Task instructions:
The data below should be copied over with complete accuracy.

Source records:

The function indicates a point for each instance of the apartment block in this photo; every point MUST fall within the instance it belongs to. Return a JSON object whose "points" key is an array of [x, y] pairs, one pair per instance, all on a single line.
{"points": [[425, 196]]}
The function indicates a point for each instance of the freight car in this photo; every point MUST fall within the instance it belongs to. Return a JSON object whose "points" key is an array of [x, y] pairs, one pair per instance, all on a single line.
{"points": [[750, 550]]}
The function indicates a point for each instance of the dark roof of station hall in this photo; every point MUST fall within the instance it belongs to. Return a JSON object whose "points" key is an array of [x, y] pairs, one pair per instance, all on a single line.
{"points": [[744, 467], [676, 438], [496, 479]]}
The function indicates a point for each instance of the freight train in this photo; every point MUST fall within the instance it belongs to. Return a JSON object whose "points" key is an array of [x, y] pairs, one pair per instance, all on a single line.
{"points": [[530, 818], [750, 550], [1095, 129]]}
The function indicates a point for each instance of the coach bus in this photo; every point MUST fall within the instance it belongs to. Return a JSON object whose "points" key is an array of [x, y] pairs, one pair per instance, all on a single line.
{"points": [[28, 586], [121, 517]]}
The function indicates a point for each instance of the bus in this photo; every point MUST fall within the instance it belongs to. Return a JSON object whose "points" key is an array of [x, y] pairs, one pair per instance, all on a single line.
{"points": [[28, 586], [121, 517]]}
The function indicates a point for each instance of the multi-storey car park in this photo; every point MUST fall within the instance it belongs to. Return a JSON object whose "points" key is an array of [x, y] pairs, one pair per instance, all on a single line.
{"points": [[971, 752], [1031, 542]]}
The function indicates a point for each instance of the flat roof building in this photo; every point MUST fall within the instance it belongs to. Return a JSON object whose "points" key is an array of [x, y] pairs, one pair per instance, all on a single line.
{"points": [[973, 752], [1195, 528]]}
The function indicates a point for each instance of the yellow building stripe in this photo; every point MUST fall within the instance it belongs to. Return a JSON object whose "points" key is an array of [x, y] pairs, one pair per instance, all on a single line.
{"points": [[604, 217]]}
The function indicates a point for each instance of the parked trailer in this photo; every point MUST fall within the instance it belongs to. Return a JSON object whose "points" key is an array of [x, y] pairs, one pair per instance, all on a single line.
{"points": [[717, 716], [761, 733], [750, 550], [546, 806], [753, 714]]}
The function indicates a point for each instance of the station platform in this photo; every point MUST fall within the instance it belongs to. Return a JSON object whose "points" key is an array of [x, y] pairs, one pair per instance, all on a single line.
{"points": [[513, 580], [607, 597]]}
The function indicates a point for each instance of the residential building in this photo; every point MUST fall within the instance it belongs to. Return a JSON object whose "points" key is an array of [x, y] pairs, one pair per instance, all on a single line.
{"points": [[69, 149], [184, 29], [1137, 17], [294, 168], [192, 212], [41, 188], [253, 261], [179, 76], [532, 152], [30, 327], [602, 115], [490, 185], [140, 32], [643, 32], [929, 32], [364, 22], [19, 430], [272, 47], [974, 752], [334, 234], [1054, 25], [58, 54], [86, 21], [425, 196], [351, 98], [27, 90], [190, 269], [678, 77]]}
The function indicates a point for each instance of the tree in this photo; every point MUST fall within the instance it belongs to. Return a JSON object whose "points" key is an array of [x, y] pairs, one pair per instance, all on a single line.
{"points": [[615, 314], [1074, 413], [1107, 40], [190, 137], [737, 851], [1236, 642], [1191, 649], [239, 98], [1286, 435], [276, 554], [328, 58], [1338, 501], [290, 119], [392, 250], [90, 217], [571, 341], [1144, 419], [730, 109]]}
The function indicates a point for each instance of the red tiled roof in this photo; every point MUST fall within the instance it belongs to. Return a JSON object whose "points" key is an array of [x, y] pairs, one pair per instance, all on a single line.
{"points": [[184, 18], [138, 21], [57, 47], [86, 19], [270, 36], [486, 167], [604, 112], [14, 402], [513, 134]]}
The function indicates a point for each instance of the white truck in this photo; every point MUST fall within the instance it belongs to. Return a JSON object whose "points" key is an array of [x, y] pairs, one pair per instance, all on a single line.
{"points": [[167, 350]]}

Solution for this exercise:
The function indicates a point for each instance of the apartment block in this photo; every point MUST fall within the instance it belongs to. Return a JSON object whose "points" key is an array of [x, y] pairs, one pair per instance, all on a single line.
{"points": [[425, 196]]}
The function indicates a point for each instance of the freight car in this photo; every point MUST fall within the instance it belongs to. Return a JSON object whose "points" key is an array of [x, y] pairs, one pair per instance, all on a single line.
{"points": [[750, 550]]}
The function indicates a point for each instance of the dark roof of station hall in this photo; every point MUST fall within the instance it belongs to. Return a JSON object whose "points" key is an array of [x, y] pairs, one pair per instance, all on a single line.
{"points": [[744, 467], [676, 438], [496, 479]]}
The function indicates a point for each instance of the freight train in this photo; every point MUST fall within the instance it belongs to. Return a JSON object whose "points" key is an array of [x, y] pairs, one pair per instance, all on a single line.
{"points": [[530, 818], [750, 550], [1095, 129]]}
The function indicates a point for each instance of the coach bus in this photo; every point MUST fall within the instance it belongs to. Return a JSON object whose "points" key is an array of [x, y] pairs, one pair per instance, all on a single line.
{"points": [[28, 586], [121, 517]]}
The function indicates a point for each instance of the bus in this photo; every point MUST fall within the instance it belongs to. Return a JSON object whose "points" key is an array of [x, y] pairs, one pair per instance, all on a single line.
{"points": [[28, 586], [121, 517]]}
The function indicates a point for each instance of the multi-storey car park in this photo; every point MUST fall within the instance it belongs to. Return a JSON object whose "points" key is an array of [x, y] pairs, one pair per instance, all on a single line.
{"points": [[971, 752], [1031, 542]]}
The function indicates a point for each instance of the flat roof building in this photo; every point MUST fall within the instance it belongs to. Return a JSON object whose "points" key is an array of [x, y] pairs, one pair per instance, all on a single line.
{"points": [[973, 752], [1195, 528]]}
The function indicates a point for each instance of the yellow building stripe in this photo; every point MUST fall within the instance it belongs to. Return a JSON object whose "points" key is an array of [x, y] pairs, one pair per instance, all on a single line.
{"points": [[604, 217]]}
The function indicates a point for each instance of the parked trailer in this photo; every point MUST fall within the instance it belongs to. Return a JSON object whose "points" key is an array of [x, y] pairs, one pair per instance, all on a single line.
{"points": [[717, 716], [761, 733], [750, 550], [546, 806], [753, 714]]}
The function indicates a point for each instance of the station platform in this photo; every point MUST fall within the instance it belongs to. Return a JSON object whose "points" key is an array of [x, y] pairs, one pair per instance, all on a single line.
{"points": [[513, 580], [607, 597]]}
The function indicates a point for each instance of the residential building in this photo; every point MUST fall within the instance it belongs to. Return a JSON object whose "points" key is an array of [x, y] pairs, one pair per instance, all on a single line.
{"points": [[69, 149], [184, 29], [1137, 17], [294, 168], [192, 212], [41, 188], [253, 261], [179, 76], [532, 152], [30, 327], [602, 115], [490, 185], [140, 32], [643, 32], [929, 32], [364, 22], [19, 430], [272, 47], [974, 752], [334, 234], [1054, 25], [58, 54], [86, 21], [425, 196], [351, 98], [27, 90], [190, 269], [678, 77]]}
The function indicates a point for each instance of the tree in this photo; every point MUST fall within the instance it belongs to. Return a JSON object whose "points" key is an array of [x, y] pairs, one pair per instance, all on a single line.
{"points": [[615, 314], [1074, 413], [1107, 40], [190, 137], [737, 851], [1236, 642], [1191, 649], [239, 98], [1286, 435], [276, 554], [328, 58], [1338, 501], [290, 119], [392, 250], [90, 217], [571, 341], [1144, 419], [730, 109]]}
The function indicates a point for each instance of the red tiled roof in this photo; every point MUST fall within the instance it belongs to. Return a JSON object whose "points" key is an array of [x, y] pairs, one pair per instance, all on a single line.
{"points": [[184, 18], [138, 21], [57, 47], [86, 19], [270, 36], [486, 167], [604, 112], [14, 402], [513, 134]]}
The function indicates a point for each instance of the white truck in this photo; every point MUST fall within the instance it belongs to. Return a JSON object whose "points" key is an array of [x, y] pairs, one pair per instance, all on a single line.
{"points": [[167, 350]]}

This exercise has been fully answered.